THE TASK: Reproduce everything from the line containing "Report one point per instance of the neck" down to the end of the data, requests included. Multiply each coordinate in the answer points by 0.85 and round to whole numbers, rounding halves up, while leaving the numbers in the requests and their format samples unchanged.

SUPPLIED DATA:
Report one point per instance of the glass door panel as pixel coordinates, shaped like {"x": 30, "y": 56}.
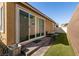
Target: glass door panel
{"x": 24, "y": 29}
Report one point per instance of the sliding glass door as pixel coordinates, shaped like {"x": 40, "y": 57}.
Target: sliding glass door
{"x": 24, "y": 29}
{"x": 32, "y": 26}
{"x": 29, "y": 27}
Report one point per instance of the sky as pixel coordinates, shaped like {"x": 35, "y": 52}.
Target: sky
{"x": 60, "y": 12}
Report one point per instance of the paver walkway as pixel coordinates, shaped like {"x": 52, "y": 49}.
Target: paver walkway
{"x": 34, "y": 48}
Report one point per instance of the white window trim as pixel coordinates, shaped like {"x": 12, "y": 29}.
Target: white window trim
{"x": 2, "y": 19}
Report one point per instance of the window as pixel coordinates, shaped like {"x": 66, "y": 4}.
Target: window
{"x": 1, "y": 19}
{"x": 40, "y": 27}
{"x": 32, "y": 26}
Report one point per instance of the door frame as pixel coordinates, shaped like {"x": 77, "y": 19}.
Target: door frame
{"x": 18, "y": 8}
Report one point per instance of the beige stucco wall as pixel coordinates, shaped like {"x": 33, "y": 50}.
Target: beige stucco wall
{"x": 73, "y": 31}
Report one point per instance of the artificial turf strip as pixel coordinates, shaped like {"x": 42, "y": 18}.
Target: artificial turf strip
{"x": 60, "y": 47}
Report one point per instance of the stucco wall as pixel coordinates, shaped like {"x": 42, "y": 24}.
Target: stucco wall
{"x": 73, "y": 31}
{"x": 10, "y": 22}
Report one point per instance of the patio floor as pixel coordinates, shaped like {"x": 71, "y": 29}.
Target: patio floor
{"x": 33, "y": 48}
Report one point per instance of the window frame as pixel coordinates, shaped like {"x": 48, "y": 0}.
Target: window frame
{"x": 1, "y": 19}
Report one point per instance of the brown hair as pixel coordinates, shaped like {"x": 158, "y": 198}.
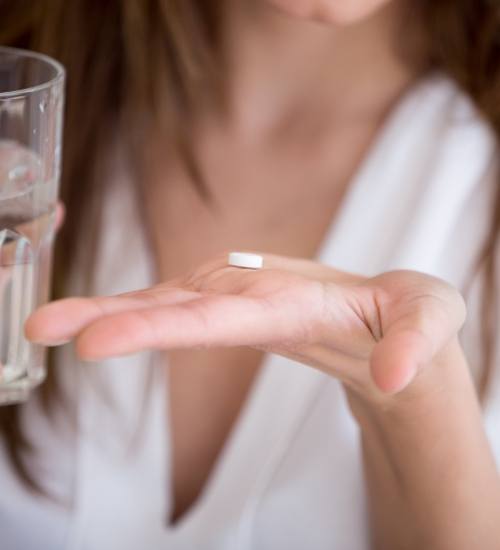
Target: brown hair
{"x": 154, "y": 57}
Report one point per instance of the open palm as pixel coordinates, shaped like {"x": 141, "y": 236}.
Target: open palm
{"x": 344, "y": 324}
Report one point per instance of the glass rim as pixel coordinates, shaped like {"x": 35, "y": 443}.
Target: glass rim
{"x": 58, "y": 67}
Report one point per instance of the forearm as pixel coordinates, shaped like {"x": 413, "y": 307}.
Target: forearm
{"x": 431, "y": 477}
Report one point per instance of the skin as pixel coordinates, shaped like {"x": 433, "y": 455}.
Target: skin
{"x": 391, "y": 340}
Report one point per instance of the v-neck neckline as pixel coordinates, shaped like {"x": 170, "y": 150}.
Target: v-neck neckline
{"x": 279, "y": 398}
{"x": 240, "y": 461}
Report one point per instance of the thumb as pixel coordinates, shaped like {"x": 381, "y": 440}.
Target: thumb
{"x": 412, "y": 341}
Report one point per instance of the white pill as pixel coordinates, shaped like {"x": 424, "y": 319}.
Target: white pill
{"x": 243, "y": 259}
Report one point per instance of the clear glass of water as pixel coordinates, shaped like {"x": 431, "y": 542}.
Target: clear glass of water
{"x": 31, "y": 110}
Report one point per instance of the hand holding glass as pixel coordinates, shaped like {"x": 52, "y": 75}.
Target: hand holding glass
{"x": 31, "y": 105}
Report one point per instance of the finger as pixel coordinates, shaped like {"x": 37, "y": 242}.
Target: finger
{"x": 60, "y": 321}
{"x": 209, "y": 321}
{"x": 413, "y": 341}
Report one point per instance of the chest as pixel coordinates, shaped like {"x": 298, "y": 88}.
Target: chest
{"x": 258, "y": 199}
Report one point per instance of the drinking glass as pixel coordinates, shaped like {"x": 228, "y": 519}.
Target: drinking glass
{"x": 31, "y": 110}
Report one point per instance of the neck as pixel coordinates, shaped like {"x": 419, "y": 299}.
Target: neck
{"x": 280, "y": 66}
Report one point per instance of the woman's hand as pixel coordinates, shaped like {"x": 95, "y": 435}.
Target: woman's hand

WRITTEN RESPONSE:
Report one point per instance of the neck as pixel coordinates, shaped like {"x": 419, "y": 299}.
Target: neck
{"x": 238, "y": 56}
Report one point per instance of the woman's hand as pixel coordinates, shaped like {"x": 95, "y": 435}.
Target: woman's hand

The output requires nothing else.